• **TASK DETAILS**: Each record must be repeated exactly. None may be dropped.

···

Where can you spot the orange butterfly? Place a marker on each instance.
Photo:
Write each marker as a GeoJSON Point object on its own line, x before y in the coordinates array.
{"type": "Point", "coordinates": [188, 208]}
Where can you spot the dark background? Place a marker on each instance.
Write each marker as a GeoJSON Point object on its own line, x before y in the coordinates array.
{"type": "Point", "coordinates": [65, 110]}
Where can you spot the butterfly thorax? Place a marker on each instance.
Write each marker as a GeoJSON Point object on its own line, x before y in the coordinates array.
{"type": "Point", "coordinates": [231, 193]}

···

• **ANSWER AREA**:
Where can you spot the orange butterfly? Place a marker on each instance.
Photo:
Write each marker as a GeoJSON Point object on its own line, x before y in the coordinates array.
{"type": "Point", "coordinates": [188, 208]}
Where can you spot the dark background? Place a marker on each instance.
Write each marker as a GeoJSON Point object on its own line, x before y in the coordinates array.
{"type": "Point", "coordinates": [65, 110]}
Where can you spot the butterfly thorax? Place a marker on each instance.
Write each marker as a GeoJSON Point object on its own line, x before y in the coordinates array.
{"type": "Point", "coordinates": [231, 193]}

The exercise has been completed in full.